[Begin]

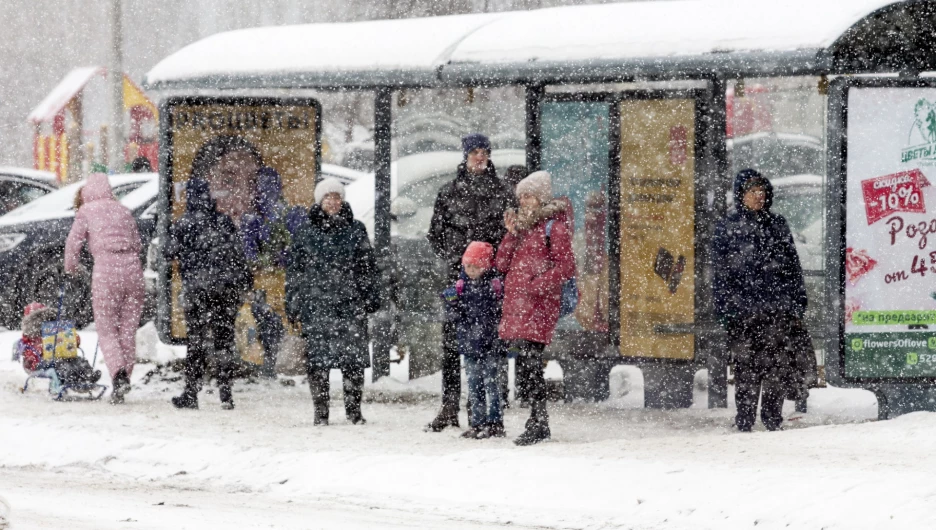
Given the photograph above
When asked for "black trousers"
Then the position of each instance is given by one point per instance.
(209, 317)
(451, 369)
(352, 385)
(762, 366)
(530, 380)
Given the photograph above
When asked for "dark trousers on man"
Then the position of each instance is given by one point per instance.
(209, 317)
(451, 370)
(531, 382)
(762, 366)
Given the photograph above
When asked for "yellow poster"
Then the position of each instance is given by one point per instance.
(657, 227)
(259, 157)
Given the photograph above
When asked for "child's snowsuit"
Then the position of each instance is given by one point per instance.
(475, 308)
(117, 288)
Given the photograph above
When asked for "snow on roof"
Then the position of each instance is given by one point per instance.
(58, 204)
(418, 44)
(423, 50)
(63, 92)
(662, 29)
(36, 174)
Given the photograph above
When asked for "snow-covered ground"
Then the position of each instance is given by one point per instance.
(145, 465)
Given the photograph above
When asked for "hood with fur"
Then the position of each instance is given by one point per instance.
(557, 209)
(32, 323)
(97, 189)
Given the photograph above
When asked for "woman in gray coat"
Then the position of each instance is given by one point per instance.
(331, 286)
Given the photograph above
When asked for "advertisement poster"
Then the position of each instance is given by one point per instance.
(263, 177)
(890, 256)
(575, 150)
(657, 227)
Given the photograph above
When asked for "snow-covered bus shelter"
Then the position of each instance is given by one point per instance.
(629, 106)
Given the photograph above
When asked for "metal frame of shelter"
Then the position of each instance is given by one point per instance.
(876, 37)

[End]

*What needs to be done*.
All records must be output exactly as they are, except for the pictures, which are left out.

*Complete output*.
Given the photograph above
When asked for "black trousers"
Then the position of each instance is given by one point per instance.
(209, 317)
(451, 369)
(352, 385)
(762, 366)
(530, 380)
Given the photograph above
When asked for "dark trousers on man"
Then the position of each instance is given by one point per instance.
(209, 317)
(451, 370)
(531, 382)
(762, 366)
Given the photograph above
When asked for "yellow poster"
Then the position of each instance is given by one point per instance.
(657, 227)
(259, 157)
Given the photograph above
When asked for "child's snowsuit"
Then the position of each instance is given by one point per instance.
(475, 308)
(117, 288)
Given the photograph above
When asked for "snow on roof"
Then the position of each instance is given by one point per instance.
(58, 204)
(418, 44)
(423, 50)
(63, 92)
(662, 29)
(36, 174)
Given the photograph above
When asked for "snow-covered ground"
Then the position of each instance is given by one point per instance.
(145, 465)
Given the photograph above
When asked for "hood with fur"
Then the position of each instance is given by one point per instance.
(557, 209)
(32, 323)
(97, 189)
Given the photograph above
When asked for "woman in gray coat"
Then the position of each instance is given by one point per instance.
(331, 286)
Given the photograph above
When asked for "advertisement poster"
Then the position of each instance is given by one point per instance.
(263, 177)
(890, 256)
(575, 150)
(657, 227)
Given the photograph above
When asked for "snow-covered bus shelter"
Then the position of each instance is given by one point per instance.
(629, 106)
Given the photograph above
When asked for "metal frame of shelter"
Then the position of each instance is given by one point per instance.
(876, 37)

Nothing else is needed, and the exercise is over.